**TO BE DONE**
Your task is to extract the lines from the one holding "Locate every instance of the tree" through the end of the material. Set them down exactly and add nothing.

**INPUT FOR THIS TASK**
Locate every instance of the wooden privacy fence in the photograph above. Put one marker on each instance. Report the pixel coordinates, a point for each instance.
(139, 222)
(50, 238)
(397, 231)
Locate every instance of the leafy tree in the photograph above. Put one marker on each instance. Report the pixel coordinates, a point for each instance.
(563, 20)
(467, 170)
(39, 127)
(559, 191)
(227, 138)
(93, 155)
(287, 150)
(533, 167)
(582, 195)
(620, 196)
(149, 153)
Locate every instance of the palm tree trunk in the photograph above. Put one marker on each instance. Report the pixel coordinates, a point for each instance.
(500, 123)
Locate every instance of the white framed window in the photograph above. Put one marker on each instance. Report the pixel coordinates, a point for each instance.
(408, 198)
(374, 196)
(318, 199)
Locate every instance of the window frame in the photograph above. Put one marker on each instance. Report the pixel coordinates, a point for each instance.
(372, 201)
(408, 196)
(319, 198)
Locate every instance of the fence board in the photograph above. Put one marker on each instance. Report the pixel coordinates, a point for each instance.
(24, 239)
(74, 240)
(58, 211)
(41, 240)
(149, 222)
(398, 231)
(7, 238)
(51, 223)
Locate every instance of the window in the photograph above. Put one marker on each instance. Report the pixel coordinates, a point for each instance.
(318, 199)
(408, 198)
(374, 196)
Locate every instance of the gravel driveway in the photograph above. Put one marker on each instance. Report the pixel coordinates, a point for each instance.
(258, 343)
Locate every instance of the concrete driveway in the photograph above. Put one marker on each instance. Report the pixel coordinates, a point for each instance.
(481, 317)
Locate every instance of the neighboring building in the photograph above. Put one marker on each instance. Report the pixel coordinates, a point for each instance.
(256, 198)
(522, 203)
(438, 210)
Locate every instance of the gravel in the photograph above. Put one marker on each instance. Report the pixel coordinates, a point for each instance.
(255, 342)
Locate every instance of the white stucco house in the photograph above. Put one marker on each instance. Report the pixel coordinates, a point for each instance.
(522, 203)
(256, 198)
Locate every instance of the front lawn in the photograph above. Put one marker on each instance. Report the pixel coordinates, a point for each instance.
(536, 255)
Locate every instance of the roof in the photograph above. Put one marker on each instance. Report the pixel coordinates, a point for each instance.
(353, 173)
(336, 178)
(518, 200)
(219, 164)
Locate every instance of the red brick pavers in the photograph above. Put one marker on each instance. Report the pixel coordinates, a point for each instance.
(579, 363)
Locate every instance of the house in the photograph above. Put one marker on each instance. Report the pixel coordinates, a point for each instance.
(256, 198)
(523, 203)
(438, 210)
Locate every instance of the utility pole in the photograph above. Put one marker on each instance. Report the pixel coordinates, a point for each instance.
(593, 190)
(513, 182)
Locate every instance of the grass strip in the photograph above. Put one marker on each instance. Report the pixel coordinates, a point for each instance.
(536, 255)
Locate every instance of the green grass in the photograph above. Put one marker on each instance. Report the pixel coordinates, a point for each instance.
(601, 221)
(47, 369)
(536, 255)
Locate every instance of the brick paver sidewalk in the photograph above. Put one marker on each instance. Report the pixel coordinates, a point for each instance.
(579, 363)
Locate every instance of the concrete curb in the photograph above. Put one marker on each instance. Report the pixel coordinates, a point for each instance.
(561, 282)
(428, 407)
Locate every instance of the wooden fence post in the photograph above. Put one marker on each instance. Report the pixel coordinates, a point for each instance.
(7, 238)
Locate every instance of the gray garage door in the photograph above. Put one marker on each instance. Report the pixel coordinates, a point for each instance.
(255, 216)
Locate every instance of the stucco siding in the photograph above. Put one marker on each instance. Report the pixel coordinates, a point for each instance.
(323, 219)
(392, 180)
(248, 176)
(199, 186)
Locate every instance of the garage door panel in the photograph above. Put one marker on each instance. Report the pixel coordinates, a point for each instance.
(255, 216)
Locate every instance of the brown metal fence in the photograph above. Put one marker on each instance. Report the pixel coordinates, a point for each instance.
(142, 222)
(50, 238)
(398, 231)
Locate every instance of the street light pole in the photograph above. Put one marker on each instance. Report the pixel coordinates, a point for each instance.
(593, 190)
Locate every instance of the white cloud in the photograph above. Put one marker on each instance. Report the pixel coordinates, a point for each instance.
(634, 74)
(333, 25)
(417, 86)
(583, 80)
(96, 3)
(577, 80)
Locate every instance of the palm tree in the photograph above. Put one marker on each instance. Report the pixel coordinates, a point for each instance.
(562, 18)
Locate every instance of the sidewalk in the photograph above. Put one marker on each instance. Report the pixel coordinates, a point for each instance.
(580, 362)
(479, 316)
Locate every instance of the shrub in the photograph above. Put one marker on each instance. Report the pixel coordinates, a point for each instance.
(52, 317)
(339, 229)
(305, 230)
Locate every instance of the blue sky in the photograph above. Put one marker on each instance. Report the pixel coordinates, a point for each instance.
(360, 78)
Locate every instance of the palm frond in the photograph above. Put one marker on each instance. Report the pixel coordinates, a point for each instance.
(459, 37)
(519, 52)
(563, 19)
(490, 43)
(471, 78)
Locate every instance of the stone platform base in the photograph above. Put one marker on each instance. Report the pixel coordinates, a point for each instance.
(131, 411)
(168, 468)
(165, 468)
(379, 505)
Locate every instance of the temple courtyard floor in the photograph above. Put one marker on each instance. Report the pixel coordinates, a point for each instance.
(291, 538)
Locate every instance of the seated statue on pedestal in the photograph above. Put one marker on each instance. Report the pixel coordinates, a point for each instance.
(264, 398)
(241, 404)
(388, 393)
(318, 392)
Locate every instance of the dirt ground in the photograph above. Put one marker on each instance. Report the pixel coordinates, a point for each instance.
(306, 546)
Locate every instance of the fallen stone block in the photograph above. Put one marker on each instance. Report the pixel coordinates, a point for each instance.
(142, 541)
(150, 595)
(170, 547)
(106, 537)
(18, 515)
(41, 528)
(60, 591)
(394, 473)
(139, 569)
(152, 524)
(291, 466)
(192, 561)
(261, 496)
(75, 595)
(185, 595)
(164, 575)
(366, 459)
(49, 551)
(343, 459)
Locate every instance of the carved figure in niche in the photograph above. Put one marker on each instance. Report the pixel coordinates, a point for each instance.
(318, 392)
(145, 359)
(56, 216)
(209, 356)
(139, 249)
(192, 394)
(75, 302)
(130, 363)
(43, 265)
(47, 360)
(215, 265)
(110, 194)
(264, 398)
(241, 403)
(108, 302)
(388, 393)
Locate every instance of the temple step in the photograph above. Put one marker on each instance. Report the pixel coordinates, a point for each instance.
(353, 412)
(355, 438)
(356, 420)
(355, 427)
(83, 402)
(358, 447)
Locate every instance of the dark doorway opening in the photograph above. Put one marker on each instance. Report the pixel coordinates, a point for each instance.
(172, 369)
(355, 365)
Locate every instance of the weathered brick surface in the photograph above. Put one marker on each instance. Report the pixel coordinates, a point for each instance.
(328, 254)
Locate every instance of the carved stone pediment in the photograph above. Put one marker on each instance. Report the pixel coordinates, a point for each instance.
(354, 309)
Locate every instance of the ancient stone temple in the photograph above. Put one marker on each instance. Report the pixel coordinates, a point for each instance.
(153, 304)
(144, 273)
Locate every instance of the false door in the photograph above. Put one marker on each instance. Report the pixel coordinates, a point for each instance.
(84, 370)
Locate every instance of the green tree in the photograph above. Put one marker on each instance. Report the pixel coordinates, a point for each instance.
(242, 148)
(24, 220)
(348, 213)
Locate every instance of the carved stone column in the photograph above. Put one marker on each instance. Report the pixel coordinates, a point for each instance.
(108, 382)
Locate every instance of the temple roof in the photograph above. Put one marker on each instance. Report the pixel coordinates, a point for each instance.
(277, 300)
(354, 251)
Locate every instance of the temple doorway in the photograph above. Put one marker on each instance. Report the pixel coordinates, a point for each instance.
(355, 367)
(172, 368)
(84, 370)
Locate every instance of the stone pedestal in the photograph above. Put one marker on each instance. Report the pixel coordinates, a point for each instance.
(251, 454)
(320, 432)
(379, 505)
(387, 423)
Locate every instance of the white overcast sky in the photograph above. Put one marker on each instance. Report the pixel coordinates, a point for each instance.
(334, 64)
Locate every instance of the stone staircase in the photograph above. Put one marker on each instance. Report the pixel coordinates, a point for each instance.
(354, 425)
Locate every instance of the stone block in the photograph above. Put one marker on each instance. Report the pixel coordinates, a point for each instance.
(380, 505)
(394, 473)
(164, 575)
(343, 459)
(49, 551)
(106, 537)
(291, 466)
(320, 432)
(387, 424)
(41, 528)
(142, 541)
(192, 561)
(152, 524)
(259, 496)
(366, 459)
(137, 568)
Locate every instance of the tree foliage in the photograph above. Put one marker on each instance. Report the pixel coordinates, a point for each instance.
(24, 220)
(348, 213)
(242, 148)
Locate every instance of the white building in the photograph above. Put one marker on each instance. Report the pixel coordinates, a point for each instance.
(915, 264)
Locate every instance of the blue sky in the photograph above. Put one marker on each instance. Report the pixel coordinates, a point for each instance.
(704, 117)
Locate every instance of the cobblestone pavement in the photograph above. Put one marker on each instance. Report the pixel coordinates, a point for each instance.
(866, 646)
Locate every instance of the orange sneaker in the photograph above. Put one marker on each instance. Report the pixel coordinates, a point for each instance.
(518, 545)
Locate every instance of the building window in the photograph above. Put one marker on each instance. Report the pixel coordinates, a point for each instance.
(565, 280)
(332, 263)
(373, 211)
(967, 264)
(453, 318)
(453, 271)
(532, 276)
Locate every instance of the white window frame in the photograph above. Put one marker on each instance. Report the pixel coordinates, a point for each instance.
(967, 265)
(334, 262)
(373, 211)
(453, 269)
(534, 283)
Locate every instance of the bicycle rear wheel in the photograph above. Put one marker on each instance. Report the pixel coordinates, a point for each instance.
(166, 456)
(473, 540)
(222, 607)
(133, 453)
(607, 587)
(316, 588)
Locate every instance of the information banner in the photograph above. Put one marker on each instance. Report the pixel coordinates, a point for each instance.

**FINISHED EXERCISE**
Locate every instance of the tree foliage in the photograph above. Put one marker on each instance. Report the pixel coordinates, a point for each instance.
(24, 220)
(348, 213)
(242, 148)
Locate every instance of the white building in the photograph above. Put one marker on each instance. Report the pixel coordinates, a point for each instance.
(915, 264)
Locate every instance of the blue sky in the photograph above. Put one marker on each instance. Report the pixel coordinates, a point for each instance.
(704, 117)
Locate every instance of the cobblestone pavement in the photograph above. Put one marker on each instance. Report the pixel coordinates, a point for each instance.
(866, 646)
Locate every instance of the orange sneaker in the photograph above. Put one marker on each instance. Report the pixel coordinates, a point for each instance.
(518, 545)
Locate every instance of the building window in the photograph above. Put one marker on each instance. Report the pixel coordinates, a point for each instance.
(565, 280)
(332, 263)
(373, 211)
(967, 264)
(453, 318)
(453, 271)
(532, 276)
Locate every instance of the white window frame in the photograph above. Put one marker on each instance. Report the pixel coordinates, a point for each instance.
(967, 265)
(334, 262)
(373, 211)
(453, 269)
(534, 283)
Locate every instance of the bicycle rear wheel in the photograph above. Put one marker on each instance. Report the pixel coordinates, a point for each instance.
(166, 456)
(473, 540)
(222, 607)
(133, 453)
(607, 587)
(316, 588)
Locate every instance of the information banner in the photograph above. Put one marker on each instance. Report the pixel coordinates, a point for each instance.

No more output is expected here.